:: Task objective ::
Copy out all of the records, exactly as they appear.

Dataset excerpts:
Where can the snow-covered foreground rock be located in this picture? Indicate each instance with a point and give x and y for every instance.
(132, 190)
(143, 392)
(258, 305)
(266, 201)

:: Completed task ::
Where can the snow-covered foreground rock be located in this picture? Indicate each instance with a point and give x and y for every instance.
(132, 190)
(143, 392)
(258, 305)
(266, 201)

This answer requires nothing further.